■ PAGE:
------------------------------------------------------------------------

Comment by Tom B Thu Aug 29 09:49:59 2013

I killed and cleaned my first ground squirrel yesterday and it is waiting in an ice box for me to figure out how to prepare it. Everyone around here says ground squirrels aren't as tasty as grey squirrels, but they are what we have and are what's been eating the garden (along with deer and elk.)

I think this must be a young one because it is quite a bit smaller than some I've seen running around. Beautiful, healthy liver, so I'm guessing I won't keel over if I cook it up. My parents are coming to dinner, so I was thinking of pan frying it for the first try. I don't know if I'm hoping there will be more or not.

Comment by Charity Thu Aug 29 11:01:50 2013
Now you have me wanting to try it :D
Comment by Stephen in Eastern TN Thu Aug 29 12:29:01 2013
Tom B is correct about the manure, it can be used immediately and is plentiful. Rabbits are really easy to raise. Maybe not as easy as free range chickens, but still not difficult. You do have to provide rabbits more feed than free range chickens so I think that brings the cost of raising them up. We do bring in a good hay for ours and they waste some, but I just add that and the manure to the garden. Unlike wheat straw it doesn't usually sprout and is great mulch. The only difficulty we have is when the heat is very extreme.

------------------------------------------------------------------------

■ RECORD EXCERPTS:
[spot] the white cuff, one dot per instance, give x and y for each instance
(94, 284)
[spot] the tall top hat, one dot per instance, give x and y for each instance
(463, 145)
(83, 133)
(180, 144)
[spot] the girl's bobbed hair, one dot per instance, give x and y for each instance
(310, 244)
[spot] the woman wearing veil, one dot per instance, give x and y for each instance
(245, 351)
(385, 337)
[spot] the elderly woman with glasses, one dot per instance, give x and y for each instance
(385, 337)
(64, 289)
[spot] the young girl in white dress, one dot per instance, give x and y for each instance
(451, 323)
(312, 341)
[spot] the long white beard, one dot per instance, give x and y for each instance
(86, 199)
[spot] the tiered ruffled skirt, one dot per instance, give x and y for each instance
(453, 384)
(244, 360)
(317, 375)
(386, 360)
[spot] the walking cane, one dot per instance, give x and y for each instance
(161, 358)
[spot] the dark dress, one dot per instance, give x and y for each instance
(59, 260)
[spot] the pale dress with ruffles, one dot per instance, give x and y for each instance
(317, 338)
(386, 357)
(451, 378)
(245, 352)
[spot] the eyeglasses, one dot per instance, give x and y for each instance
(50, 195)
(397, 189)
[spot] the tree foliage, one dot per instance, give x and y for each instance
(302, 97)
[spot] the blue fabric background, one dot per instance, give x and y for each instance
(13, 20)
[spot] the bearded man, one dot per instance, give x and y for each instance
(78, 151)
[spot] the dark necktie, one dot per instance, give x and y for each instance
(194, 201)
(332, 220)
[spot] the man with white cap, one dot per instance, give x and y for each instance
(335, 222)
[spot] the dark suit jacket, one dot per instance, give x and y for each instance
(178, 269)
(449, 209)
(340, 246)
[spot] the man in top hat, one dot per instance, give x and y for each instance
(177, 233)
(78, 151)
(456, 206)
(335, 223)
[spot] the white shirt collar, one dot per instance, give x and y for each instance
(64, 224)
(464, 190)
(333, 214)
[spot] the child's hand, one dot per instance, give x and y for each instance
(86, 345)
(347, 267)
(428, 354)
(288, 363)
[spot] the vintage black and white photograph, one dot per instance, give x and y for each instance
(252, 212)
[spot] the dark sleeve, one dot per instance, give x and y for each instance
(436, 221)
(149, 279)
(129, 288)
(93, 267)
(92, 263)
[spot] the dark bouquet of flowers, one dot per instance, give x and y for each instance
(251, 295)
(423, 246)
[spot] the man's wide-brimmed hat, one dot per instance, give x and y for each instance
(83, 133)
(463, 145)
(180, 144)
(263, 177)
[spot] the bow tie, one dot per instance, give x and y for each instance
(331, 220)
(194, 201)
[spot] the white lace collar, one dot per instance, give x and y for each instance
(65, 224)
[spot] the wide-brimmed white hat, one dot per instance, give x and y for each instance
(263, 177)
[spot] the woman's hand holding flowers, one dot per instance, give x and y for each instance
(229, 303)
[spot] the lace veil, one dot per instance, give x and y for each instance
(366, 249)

------------------------------------------------------------------------

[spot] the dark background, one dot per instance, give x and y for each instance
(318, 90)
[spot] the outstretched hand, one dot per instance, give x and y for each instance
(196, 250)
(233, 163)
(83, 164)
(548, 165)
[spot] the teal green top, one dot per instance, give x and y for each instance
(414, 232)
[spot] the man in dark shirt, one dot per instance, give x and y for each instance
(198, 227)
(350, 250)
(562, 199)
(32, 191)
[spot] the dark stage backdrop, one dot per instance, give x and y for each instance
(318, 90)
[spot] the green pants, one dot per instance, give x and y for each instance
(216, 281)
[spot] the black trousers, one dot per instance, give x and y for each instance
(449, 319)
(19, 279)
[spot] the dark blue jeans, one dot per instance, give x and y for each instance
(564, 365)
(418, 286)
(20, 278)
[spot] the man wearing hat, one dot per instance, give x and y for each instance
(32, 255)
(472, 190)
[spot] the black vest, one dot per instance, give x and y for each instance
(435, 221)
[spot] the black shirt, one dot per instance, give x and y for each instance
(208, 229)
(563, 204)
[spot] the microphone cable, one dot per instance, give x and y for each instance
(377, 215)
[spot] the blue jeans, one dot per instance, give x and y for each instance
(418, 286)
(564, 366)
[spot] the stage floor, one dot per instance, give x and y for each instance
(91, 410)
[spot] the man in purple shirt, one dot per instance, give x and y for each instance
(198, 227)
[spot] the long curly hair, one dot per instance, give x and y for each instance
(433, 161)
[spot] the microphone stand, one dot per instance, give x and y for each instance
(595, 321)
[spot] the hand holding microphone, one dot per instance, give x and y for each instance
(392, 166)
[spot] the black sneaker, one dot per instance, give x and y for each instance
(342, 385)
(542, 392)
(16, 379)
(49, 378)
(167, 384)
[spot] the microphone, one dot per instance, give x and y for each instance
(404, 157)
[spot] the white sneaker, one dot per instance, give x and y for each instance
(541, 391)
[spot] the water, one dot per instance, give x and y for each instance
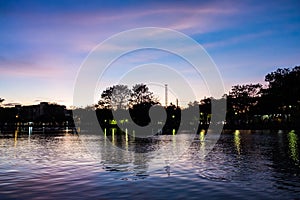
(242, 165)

------------------------------------------------------------------------

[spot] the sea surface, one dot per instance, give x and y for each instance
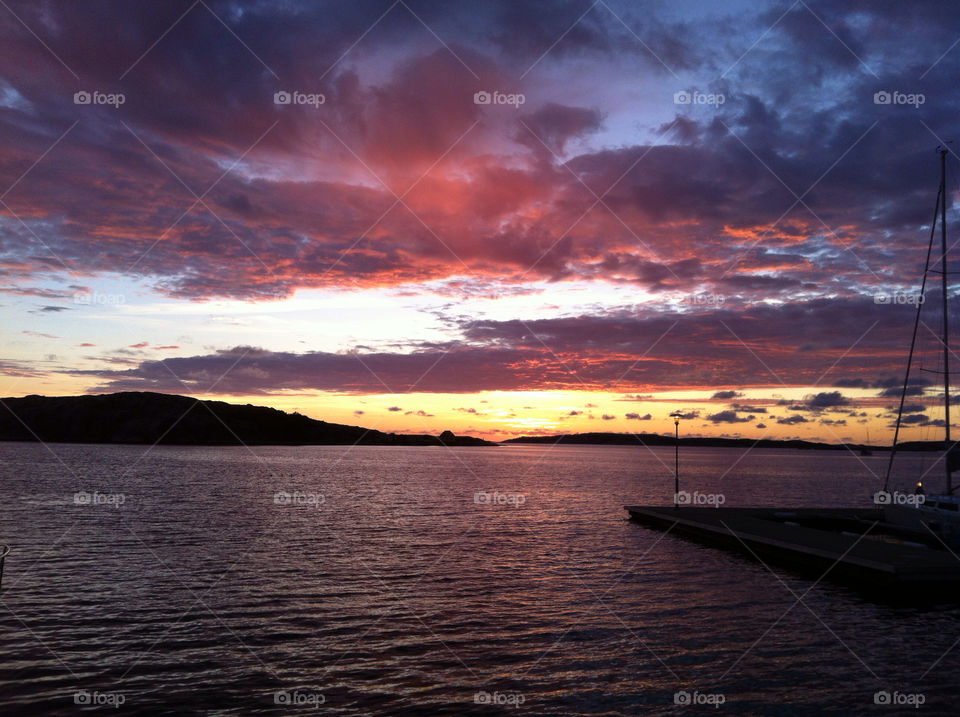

------------------------------------------------------------------------

■ WHAT YOU NEED TO DO:
• A. List the names of everyone who posted a comment in the thread about ground squirrels and rabbits.
• B. Print the part of the ground squirrel and rabbit thread from "Comment by Charity" down to "is very extreme.".
• C. Write what comes next in the comment thread about ground squirrels and rabbits, starting after its final sentence.
The lines play no part in this work.

■ RESPONSES IN ORDER:
• A.
Tom B
Charity
Stephen in Eastern TN

• B.
Comment by Charity Thu Aug 29 11:01:50 2013
Now you have me wanting to try it :D
Comment by Stephen in Eastern TN Thu Aug 29 12:29:01 2013
Tom B is correct about the manure, it can be used immediately and is plentiful. Rabbits are really easy to raise. Maybe not as easy as free range chickens, but still not difficult. You do have to provide rabbits more feed than free range chickens so I think that brings the cost of raising them up. We do bring in a good hay for ours and they waste some, but I just add that and the manure to the garden. Unlike wheat straw it doesn't usually sprout and is great mulch. The only difficulty we have is when the heat is very extreme.

• C.
Comment by Tee Thu Aug 29 12:56:53 2013

By coincidence I just wrote a post about processing my rabbits:

http://green-change.com/2013/08/27/processing-meat-rabbits/

We mostly make stews, or dishes like curry. With the next batch I'm going to try more frying and grilling. I've found you can pretty much substitute rabbit for chicken in any recipe.

The nice thing about meat rabbits is that they're much faster and easier to process than chickens. They also grow out faster, unless you opt for the freaky Cornish Cross meat birds.

Rabbit meat is seen as a bit of a specialty meat around here (Australia) - selling in butchers for around $20 for a small (0.7-1.2 kg dressed) wild one, up to $35 for a large (1.8-2.0 kg dressed) farmed one. You can also get a good price for live rabbits as meat breeders or pets, although it does take some delicate diplomacy when dealing with pet-buyers as they're often horrified at the thought of you eating rabbits!

Comment by Darren (Green Change) Thu Aug 29 18:59:01 2013
Darren --- It's not really a coincidence. I got busy last week and stuck our rabbit in the freezer, then when I saw your post, I remembered it and thawed it out. :-) Thanks for the reminder!
Comment by anna Fri Aug 30 07:37:09 2013

I just posted about my first experience processing rabbits, as well. Now that I've got a fresh bunny in the freezer, I'm not exactly sure what to do with it.

www.raisingants.com/2013/08/26/butchering-rabbits-and-killing-innocence/

The dutch oven sounds like a safe first attempt. Could you share some more details on how you cooked it? I tend to be more of a recipe guy than a natural when it comes to cooking.

Thanks for all your posts. I get a lot of encouragement from your site.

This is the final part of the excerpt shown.